### Source document
━━━━━━━━━━━━━━━━

Power analysis for a paired sample t-test using G*Power is a statistical method used for determining the required sample size in order to achieve a certain level of statistical power in a research study. It involves calculating the probability of detecting a significant difference between two groups when one variable is measured twice in the same sample. G*Power is a software program that allows researchers to conduct power analysis for a paired sample t-test by inputting relevant information such as effect size, alpha level, and desired power. This analysis is essential in ensuring that a study has enough participants to detect meaningful differences and to increase the reliability of the results.

NOTE: This page was developed using G*Power version 3.0.10. You

can download the current version of G*Power from

http://www.psycho.uni-duesseldorf.de/abteilungen/aap/gpower3/ . You

can also find help files, the manual and the user guide on this website.

## Examples

Example 1. A company markets an eight week long weight loss program and

claims that at the end of the program, on average, a participant will have lost 5

pounds. On the other hand, you have studied the program and you believe

that their program is scientifically unsound and shouldn’t work at all.

With some limited funding at hand, you want test the hypothesis that the weight

loss program does not help people lose weight. Your plan is to get a

random sample of people and put them on the program. You will measure

their weight at the beginning of the program and then measure their weight again

at the end of the program. Based on some previous research, you believe that

the standard deviation of the weight difference over eight weeks will be 5

pounds. You now want to know how many people you should enroll in the

program to test your hypothesis.

Example 2. A human factors researcher wants to study the difference between

dominant hand and the non-dominant hand in terms of manual dexterity. She

designs an experiment where each subject would place 10 small beads on the table

in a bowl, once with the dominant hand and once with the non-dominant hand.

She measured the number seconds needed in each round to complete the task.

She has also decided that the order in which the two hands are measured should

be counter balanced. She expects that the average difference in time would

be 5 seconds with the dominant hand being more efficient with standard deviation

of 10. She collects her data on a sample of 35 subjects. The

question is, what is the statistical power of her design with an N of 35 to

detect the difference in the magnitude of 5 seconds.

## Prelude to the power analysis

In both of the examples, there are two measures on each subject, and we are

interested in the mean of the difference of the two measures. This can be

done with a t-test for paired samples (dependent samples). In a power

analysis, there are always a pair of hypotheses:a specific null hypothesis and

a specific alternative hypothesis. For instance, in Example 1, the null

hypothesis is that the mean weight loss is 5 pounds and the alternative is zero

pounds. In Example 2, the null hypothesis is that mean difference is zero

seconds and the alternative hypothesis is that the mean difference is 5 seconds.

━━━━━━━━━━━━━━━━

### Requirements
(a) Which inputs does the opening paragraph of the G*Power page above name as information a researcher enters for a paired sample t-test? List every one.
(b) Using the G*Power page above, decide whether each statement agrees with it. Answer yes or no for each, and quote the words that settle it.
(i) The page was developed using G*Power version 3.0.10.
(ii) In Example 2, the researcher collects her data on a sample of 50 subjects.
(iii) In Example 1, the null hypothesis is that the mean weight loss is zero pounds.

### Records supplied
━━━━━━━━━━━━━━━━

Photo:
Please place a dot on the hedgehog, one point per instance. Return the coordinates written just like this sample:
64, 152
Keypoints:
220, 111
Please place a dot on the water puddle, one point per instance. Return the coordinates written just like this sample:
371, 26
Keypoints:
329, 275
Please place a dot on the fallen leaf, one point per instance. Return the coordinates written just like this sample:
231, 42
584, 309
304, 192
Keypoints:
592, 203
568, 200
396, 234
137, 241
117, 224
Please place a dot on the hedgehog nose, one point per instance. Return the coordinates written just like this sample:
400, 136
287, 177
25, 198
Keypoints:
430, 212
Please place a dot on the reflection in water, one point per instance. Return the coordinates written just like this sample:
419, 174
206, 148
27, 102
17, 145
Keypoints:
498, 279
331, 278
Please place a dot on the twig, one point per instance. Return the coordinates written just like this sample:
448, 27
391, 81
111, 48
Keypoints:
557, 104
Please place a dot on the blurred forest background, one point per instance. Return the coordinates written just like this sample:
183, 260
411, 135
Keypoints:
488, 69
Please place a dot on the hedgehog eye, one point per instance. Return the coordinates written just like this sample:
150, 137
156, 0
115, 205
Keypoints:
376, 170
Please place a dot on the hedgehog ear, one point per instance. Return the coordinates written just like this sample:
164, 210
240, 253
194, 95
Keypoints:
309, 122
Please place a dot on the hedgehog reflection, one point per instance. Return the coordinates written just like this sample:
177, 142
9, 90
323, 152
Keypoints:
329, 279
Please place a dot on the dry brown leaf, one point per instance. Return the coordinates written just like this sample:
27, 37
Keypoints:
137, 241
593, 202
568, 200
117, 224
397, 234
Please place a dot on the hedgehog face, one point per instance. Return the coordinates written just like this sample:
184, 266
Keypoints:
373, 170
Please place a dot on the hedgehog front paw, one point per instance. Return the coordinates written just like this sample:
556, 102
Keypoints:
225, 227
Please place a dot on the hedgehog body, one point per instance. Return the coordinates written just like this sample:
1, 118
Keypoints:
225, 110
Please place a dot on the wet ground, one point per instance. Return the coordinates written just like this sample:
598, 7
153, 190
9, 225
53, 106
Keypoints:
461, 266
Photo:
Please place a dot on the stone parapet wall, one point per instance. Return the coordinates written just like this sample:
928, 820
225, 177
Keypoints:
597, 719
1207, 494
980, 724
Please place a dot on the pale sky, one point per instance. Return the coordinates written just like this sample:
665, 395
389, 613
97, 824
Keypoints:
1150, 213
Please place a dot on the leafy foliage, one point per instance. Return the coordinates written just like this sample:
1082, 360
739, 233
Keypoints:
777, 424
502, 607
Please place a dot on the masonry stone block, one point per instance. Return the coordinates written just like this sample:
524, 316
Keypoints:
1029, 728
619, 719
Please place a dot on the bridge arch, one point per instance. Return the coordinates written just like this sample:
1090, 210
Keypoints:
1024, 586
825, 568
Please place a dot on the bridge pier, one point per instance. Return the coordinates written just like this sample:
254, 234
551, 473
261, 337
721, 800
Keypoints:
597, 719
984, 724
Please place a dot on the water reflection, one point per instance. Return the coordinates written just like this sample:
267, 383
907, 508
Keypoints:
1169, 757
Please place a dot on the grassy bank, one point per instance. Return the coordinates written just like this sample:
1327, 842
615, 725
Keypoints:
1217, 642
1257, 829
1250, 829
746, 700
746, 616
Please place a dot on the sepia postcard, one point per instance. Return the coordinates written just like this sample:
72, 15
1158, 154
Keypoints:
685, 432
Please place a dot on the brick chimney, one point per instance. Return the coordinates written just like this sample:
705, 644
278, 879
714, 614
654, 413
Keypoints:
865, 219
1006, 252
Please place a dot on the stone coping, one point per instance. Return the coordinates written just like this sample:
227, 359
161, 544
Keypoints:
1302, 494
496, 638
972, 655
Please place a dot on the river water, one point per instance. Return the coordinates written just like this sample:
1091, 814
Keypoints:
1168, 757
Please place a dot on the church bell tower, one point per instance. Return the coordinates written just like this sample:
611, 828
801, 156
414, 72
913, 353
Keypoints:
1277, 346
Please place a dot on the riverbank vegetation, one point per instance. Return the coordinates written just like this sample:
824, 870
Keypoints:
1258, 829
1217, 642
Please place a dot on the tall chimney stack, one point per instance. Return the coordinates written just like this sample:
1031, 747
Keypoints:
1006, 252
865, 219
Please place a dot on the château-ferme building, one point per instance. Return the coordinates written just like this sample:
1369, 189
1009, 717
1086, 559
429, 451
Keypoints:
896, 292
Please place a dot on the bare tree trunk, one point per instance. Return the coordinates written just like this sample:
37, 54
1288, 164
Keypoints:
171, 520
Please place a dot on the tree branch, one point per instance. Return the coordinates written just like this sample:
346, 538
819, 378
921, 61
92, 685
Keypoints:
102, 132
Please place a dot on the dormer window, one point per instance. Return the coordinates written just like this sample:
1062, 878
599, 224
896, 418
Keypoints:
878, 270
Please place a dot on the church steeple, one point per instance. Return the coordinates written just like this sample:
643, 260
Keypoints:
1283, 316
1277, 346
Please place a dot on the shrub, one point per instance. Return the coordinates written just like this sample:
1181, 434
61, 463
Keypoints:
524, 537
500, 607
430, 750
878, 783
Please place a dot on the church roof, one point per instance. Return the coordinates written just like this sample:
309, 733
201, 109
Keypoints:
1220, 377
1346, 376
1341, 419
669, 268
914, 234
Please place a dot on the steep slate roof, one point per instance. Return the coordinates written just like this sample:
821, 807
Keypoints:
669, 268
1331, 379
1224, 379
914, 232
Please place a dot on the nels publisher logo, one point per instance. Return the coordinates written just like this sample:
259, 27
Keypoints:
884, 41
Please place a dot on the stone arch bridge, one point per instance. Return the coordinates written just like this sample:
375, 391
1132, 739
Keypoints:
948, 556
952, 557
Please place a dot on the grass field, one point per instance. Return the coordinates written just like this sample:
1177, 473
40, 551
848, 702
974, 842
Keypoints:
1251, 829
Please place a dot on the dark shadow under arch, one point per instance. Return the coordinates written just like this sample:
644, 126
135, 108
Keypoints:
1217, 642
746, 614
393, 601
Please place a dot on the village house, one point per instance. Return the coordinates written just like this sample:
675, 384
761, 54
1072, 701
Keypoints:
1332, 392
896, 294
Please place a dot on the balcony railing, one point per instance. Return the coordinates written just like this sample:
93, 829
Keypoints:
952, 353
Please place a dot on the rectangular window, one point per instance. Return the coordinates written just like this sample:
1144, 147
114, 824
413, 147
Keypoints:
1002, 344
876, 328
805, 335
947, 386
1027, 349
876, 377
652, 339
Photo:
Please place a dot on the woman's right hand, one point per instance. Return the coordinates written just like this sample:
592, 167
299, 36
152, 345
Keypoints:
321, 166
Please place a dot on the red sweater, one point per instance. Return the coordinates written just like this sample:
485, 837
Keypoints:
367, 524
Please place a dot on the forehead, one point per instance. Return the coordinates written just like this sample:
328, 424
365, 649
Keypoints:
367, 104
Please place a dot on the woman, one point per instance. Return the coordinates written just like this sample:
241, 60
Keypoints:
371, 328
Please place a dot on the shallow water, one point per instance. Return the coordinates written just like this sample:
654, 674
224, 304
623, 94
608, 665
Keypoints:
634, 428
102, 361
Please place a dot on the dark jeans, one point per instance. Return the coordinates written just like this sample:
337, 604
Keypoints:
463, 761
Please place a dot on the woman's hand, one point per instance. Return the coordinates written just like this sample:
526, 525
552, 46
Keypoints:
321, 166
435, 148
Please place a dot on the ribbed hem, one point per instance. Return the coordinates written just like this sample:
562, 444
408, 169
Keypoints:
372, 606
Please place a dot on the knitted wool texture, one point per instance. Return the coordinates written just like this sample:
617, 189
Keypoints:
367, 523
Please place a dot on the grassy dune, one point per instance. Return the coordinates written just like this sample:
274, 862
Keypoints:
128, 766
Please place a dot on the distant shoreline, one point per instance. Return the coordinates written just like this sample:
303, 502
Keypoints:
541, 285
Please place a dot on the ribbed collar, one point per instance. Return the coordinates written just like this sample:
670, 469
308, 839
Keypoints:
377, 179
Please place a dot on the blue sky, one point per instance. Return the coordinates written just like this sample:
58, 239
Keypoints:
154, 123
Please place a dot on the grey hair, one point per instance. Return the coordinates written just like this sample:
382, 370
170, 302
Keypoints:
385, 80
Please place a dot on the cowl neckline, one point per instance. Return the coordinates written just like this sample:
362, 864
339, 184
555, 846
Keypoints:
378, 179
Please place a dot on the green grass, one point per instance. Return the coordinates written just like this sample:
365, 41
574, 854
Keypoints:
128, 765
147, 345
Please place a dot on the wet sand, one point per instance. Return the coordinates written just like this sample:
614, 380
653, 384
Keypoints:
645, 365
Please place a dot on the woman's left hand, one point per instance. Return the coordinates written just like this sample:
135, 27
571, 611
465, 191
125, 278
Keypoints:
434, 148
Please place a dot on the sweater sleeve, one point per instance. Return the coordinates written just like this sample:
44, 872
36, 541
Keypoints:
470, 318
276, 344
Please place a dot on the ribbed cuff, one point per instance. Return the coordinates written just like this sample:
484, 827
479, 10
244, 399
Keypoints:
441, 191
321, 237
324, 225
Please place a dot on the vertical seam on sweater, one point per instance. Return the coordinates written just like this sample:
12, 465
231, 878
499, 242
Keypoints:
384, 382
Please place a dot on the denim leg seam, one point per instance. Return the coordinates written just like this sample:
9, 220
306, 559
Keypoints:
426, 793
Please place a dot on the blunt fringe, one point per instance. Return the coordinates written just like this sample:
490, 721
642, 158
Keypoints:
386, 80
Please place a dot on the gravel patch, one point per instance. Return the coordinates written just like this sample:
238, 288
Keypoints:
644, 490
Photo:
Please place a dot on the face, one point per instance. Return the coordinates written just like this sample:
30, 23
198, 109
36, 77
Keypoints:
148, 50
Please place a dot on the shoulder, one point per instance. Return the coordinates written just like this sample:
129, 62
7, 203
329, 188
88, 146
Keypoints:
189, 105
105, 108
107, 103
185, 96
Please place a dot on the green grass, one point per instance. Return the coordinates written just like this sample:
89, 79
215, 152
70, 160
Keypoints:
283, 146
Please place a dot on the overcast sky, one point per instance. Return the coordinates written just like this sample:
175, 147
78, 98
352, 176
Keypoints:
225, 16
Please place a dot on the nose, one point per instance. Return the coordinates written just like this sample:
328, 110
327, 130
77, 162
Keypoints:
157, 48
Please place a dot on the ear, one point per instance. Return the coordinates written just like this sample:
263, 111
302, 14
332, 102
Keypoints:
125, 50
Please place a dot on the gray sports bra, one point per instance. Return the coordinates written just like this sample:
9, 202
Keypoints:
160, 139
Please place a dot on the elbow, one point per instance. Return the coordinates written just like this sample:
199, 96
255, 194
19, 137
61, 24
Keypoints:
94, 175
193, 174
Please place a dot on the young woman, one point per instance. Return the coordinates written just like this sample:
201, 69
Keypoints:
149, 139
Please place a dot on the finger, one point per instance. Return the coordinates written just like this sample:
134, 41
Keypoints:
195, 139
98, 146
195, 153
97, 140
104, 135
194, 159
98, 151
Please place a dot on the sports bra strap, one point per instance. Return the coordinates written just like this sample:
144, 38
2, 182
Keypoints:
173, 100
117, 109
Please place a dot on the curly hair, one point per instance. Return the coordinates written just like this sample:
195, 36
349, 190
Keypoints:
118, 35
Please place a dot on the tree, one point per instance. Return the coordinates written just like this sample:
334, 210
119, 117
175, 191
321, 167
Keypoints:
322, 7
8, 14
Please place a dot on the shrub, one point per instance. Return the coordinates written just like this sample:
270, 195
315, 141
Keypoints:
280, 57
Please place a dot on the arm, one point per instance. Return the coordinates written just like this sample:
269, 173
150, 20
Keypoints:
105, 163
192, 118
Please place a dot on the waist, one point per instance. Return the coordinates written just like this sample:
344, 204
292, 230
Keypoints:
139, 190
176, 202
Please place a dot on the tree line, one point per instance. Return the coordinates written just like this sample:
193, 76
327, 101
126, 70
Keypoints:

━━━━━━━━━━━━━━━━

### Exercise solutions
(a)
- Effect size
- Alpha level
- Desired power

(b)
(i) Yes: "This page was developed using G*Power version 3.0.10."
(ii) No: "She collects her data on a sample of 35 subjects."
(iii) No: "the null hypothesis is that the mean weight loss is 5 pounds and the alternative is zero pounds."